BRIEF:
Render every one of the rows below as a numbered list, omitting any blank lines.

(Collected data entries)
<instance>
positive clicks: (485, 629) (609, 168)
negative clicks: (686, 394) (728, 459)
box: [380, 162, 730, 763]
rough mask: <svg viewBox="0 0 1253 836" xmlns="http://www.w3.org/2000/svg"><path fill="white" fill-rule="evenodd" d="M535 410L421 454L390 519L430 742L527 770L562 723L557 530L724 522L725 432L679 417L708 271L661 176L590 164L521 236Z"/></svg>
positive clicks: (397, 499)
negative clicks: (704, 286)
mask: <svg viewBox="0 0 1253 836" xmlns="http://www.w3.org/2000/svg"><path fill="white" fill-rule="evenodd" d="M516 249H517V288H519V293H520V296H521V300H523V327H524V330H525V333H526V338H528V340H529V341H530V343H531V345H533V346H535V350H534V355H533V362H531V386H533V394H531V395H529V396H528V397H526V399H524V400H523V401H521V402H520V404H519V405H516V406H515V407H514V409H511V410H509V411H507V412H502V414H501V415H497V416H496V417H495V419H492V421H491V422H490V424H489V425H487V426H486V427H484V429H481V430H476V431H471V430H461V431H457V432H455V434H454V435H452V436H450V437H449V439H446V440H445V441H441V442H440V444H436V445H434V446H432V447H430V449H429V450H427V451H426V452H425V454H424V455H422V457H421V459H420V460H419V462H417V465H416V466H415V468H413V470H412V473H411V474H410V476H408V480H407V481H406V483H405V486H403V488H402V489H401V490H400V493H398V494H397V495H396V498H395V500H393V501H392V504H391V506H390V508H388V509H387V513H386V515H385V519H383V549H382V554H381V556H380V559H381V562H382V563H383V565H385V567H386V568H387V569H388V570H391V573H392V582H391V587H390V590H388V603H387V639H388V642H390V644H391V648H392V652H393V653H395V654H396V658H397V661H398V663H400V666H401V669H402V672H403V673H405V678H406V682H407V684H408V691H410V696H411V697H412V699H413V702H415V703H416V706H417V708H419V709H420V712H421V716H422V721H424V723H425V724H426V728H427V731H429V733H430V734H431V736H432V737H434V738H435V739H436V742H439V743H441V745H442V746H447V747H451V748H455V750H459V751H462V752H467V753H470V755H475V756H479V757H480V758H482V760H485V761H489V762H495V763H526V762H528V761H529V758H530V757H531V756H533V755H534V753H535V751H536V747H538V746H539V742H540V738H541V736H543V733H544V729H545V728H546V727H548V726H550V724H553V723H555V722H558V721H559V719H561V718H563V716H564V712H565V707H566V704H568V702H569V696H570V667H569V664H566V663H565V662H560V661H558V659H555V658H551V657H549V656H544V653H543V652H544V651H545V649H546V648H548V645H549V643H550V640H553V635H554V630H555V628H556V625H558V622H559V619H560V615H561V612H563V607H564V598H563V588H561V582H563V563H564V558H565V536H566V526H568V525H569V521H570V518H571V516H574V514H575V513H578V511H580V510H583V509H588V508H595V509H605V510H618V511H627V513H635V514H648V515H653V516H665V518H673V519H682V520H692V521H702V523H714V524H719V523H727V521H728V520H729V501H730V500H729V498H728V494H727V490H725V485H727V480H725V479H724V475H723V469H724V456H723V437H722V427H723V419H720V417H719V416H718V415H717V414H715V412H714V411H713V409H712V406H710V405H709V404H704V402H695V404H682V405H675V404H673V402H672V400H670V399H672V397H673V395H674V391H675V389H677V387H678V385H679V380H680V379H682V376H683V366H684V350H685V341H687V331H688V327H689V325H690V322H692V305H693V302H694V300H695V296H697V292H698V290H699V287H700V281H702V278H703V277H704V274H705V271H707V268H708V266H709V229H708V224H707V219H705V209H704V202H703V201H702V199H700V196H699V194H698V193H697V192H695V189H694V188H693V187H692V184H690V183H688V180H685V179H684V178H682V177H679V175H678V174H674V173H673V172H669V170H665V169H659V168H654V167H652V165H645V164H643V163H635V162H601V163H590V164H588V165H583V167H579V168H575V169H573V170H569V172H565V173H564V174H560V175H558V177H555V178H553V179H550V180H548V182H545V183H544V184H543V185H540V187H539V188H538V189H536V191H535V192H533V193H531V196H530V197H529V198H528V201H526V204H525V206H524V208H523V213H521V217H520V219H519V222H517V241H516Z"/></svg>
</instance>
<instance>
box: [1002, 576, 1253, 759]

WORKED SOLUTION:
1. <instance>
2. positive clicks: (485, 629) (609, 168)
3. negative clicks: (686, 394) (728, 459)
4. box: [380, 162, 730, 763]
5. rough mask: <svg viewBox="0 0 1253 836" xmlns="http://www.w3.org/2000/svg"><path fill="white" fill-rule="evenodd" d="M535 410L421 454L390 519L430 742L527 770L562 723L557 530L724 522L725 432L679 417L708 271L661 176L590 164L521 236Z"/></svg>
6. positive clicks: (397, 499)
7. negative clicks: (704, 286)
8. mask: <svg viewBox="0 0 1253 836" xmlns="http://www.w3.org/2000/svg"><path fill="white" fill-rule="evenodd" d="M516 249H517V288H519V293H520V296H521V300H523V327H524V330H525V333H526V338H528V340H529V341H530V343H531V345H533V346H535V350H534V355H533V362H531V386H533V394H531V395H529V396H528V397H526V399H524V400H523V401H521V402H520V404H519V405H516V406H515V407H514V409H511V410H509V411H507V412H502V414H501V415H497V416H496V417H495V419H492V421H491V422H490V424H489V425H487V426H486V427H484V429H481V430H476V431H471V430H461V431H457V432H455V434H454V435H452V436H450V437H449V439H446V440H445V441H441V442H440V444H436V445H434V446H432V447H430V449H429V450H427V451H426V452H425V454H424V455H422V457H421V459H420V460H419V462H417V465H416V466H415V468H413V470H412V473H411V474H410V476H408V480H407V481H406V483H405V486H403V488H402V489H401V490H400V493H398V494H397V495H396V498H395V500H393V501H392V504H391V506H390V508H388V509H387V513H386V515H385V519H383V549H382V554H381V556H380V559H381V562H382V563H383V565H385V567H386V568H387V569H388V570H391V573H392V582H391V587H390V590H388V603H387V639H388V642H390V644H391V648H392V652H393V653H395V654H396V658H397V661H398V663H400V666H401V669H402V672H403V673H405V678H406V682H407V684H408V691H410V696H411V697H412V699H413V702H415V703H416V706H417V708H419V709H420V712H421V716H422V721H424V723H425V724H426V728H427V731H429V733H430V734H431V736H432V737H434V738H435V739H436V742H439V743H441V745H442V746H447V747H451V748H455V750H459V751H462V752H467V753H470V755H475V756H479V757H480V758H482V760H485V761H489V762H495V763H526V762H528V761H529V758H530V757H531V756H533V755H534V753H535V751H536V747H538V746H539V742H540V738H541V736H543V733H544V729H545V728H546V727H548V726H550V724H553V723H555V722H558V721H559V719H561V718H563V716H564V712H565V707H566V704H568V702H569V696H570V667H569V664H566V663H565V662H560V661H558V659H555V658H551V657H549V656H544V653H543V652H544V651H545V649H546V648H548V645H549V643H550V640H553V635H554V630H555V628H556V625H558V622H559V619H560V615H561V612H563V607H564V598H563V588H561V582H563V563H564V558H565V536H566V526H568V525H569V521H570V518H571V516H574V514H575V513H578V511H580V510H583V509H588V508H595V509H605V510H618V511H627V513H635V514H648V515H653V516H665V518H673V519H682V520H692V521H702V523H714V524H719V523H727V521H728V520H729V501H730V500H729V498H728V494H727V490H725V485H727V480H725V479H724V475H723V469H724V456H723V437H722V427H723V419H720V417H719V416H718V415H717V414H715V412H714V411H713V409H712V406H710V405H709V404H704V402H695V404H682V405H675V404H673V402H672V400H670V399H672V397H673V395H674V391H675V389H677V387H678V385H679V380H680V379H682V376H683V366H684V350H685V341H687V331H688V327H689V325H690V322H692V305H693V302H694V300H695V296H697V292H698V290H699V287H700V281H702V278H703V277H704V274H705V271H707V268H708V266H709V229H708V224H707V219H705V209H704V202H703V201H702V199H700V196H699V194H698V193H697V192H695V189H694V188H693V187H692V184H690V183H688V180H685V179H684V178H682V177H679V175H678V174H674V173H673V172H669V170H665V169H659V168H654V167H652V165H645V164H643V163H635V162H601V163H590V164H588V165H583V167H579V168H575V169H573V170H569V172H565V173H564V174H560V175H558V177H555V178H553V179H550V180H548V182H545V183H544V184H543V185H540V187H539V188H538V189H536V191H535V192H533V193H531V196H530V197H529V198H528V201H526V204H525V206H524V208H523V213H521V217H520V219H519V222H517V241H516Z"/></svg>
9. </instance>
10. <instance>
11. box: [1002, 576, 1253, 759]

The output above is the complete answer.